= Actions to take =
1. In the Suns column, rewrite the passage that begins with the words "The Suns have" and stop after "superstar in basketball.", replacing "championship" with "title".
2. Name every basketball player mentioned in the Suns column, listing a player who appears under two names only once.

The Suns have played 58 seasons in Phoenix. They possess the fifth-best winning percentage in NBA history. Math says they should’ve won a championship by now.
They are also a franchise with a bad case of buzzard’s luck, perpetually running into brick walls, hurdles and mountains too high to scale.
Cover your eyes. It’s happening again. There is no overstating the visual and contextual impact that accompanied Game 1 of the Western Conference Finals, when the Spurs’ Victor Wembanyama emerged as the next transcendent superstar in basketball.
No one of his height (7-foot-4) and wingspan (8-feet) has ever played with such skill and fluidity. His 41-point, 24-rebound performance on the road included a must-have, pull-up 3-point shot from Steph Curry’s area code. He played a staggering 49 minutes and was still dominating in the second overtime, when most big fellas are gassed.
It was the night a superstar was born, the NBA’s version of Shohei.
Suns fans surely heard the alarm bells. It’s bad enough that the Spurs and Thunder are potential dynasties, threatening to dominate the next half-decade with star power, youth, relentless depth and flexibility. But Wembanyama is clearly the game’s next unstoppable force, and we’ve all traveled this road before. We know how it ends.
The Suns famously lost a coin flip for Lew Alcindor in 1969, a player who had won three consecutive championships at UCLA, winning 88 of 90 games. He was so dominant that college basketball put a ban on dunking, which only made him angrier, forcing him to perfect his legendary sky hook.
The Suns called heads on that fateful day, and I wonder if Jerry Colangelo has ever watched “No Country for Old Men,” and what he thinks of the scene when a great cinematic villain (Javier Bardem) asks a gas station attendant: “What’s the most you’ve ever lost on a coin flip?”
Imagine what comes next, when Alcindor became Kareem Abdul-Jabbar and suddenly too big for Milwaukee, when he was traded to the Lakers in 1975, where he would win five NBA titles in the next 14 years.
Or 1997, when the Spurs went from 59 wins to 62 losses overnight following a foot injury to David Robinson. The Spurs bucked the odds at the NBA draft lottery, and Tim Duncan would soon become the heart of a dynasty that rejected every contender Phoenix could conjure.
Then it was Shaq and Kobe. And now it’s Wembanyama, who might be a modern-day Wilt Chamberlain; who might stretch the streak of MVP trophies won by foreign-born players well into double digits. Watching him is both exhilarating and horrifying.

= Material provided =

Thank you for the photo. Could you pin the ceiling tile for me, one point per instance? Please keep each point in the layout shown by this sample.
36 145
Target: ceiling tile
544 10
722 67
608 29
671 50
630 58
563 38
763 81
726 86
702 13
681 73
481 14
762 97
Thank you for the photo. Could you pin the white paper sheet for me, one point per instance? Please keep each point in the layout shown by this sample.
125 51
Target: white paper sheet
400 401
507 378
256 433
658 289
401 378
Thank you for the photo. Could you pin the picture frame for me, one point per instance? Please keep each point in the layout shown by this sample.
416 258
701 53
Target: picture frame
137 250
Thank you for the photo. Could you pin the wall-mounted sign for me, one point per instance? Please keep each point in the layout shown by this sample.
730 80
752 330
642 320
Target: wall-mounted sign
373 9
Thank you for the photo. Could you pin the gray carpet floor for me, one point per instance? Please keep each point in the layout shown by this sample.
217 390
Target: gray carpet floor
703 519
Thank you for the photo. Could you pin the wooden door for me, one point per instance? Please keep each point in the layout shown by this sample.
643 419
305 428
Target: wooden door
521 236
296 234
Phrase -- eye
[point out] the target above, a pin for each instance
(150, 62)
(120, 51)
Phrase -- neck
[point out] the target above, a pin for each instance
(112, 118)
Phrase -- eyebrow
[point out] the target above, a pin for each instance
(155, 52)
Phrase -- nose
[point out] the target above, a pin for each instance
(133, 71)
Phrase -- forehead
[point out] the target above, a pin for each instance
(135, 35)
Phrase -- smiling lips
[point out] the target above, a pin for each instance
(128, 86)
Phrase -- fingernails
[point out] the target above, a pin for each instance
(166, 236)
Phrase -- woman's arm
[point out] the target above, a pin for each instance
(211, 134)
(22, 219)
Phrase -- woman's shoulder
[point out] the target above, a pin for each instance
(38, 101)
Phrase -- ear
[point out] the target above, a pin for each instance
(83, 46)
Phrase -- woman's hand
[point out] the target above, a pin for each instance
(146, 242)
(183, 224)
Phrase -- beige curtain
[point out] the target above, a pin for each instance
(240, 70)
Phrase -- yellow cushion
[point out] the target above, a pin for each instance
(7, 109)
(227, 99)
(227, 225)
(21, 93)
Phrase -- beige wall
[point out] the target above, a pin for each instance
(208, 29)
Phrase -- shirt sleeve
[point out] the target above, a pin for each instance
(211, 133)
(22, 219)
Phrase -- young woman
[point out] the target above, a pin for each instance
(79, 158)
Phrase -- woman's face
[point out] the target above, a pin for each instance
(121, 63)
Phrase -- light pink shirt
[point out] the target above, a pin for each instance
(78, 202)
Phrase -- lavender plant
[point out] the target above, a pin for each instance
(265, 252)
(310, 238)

= Solutions in order =
1.
The Suns have played 58 seasons in Phoenix. They possess the fifth-best winning percentage in NBA history. Math says they should’ve won a title by now.
They are also a franchise with a bad case of buzzard’s luck, perpetually running into brick walls, hurdles and mountains too high to scale.
Cover your eyes. It’s happening again. There is no overstating the visual and contextual impact that accompanied Game 1 of the Western Conference Finals, when the Spurs’ Victor Wembanyama emerged as the next transcendent superstar in basketball.

2.
- Victor Wembanyama
- Steph Curry
- Lew Alcindor (Kareem Abdul-Jabbar)
- David Robinson
- Tim Duncan
- Shaq
- Kobe
- Wilt Chamberlain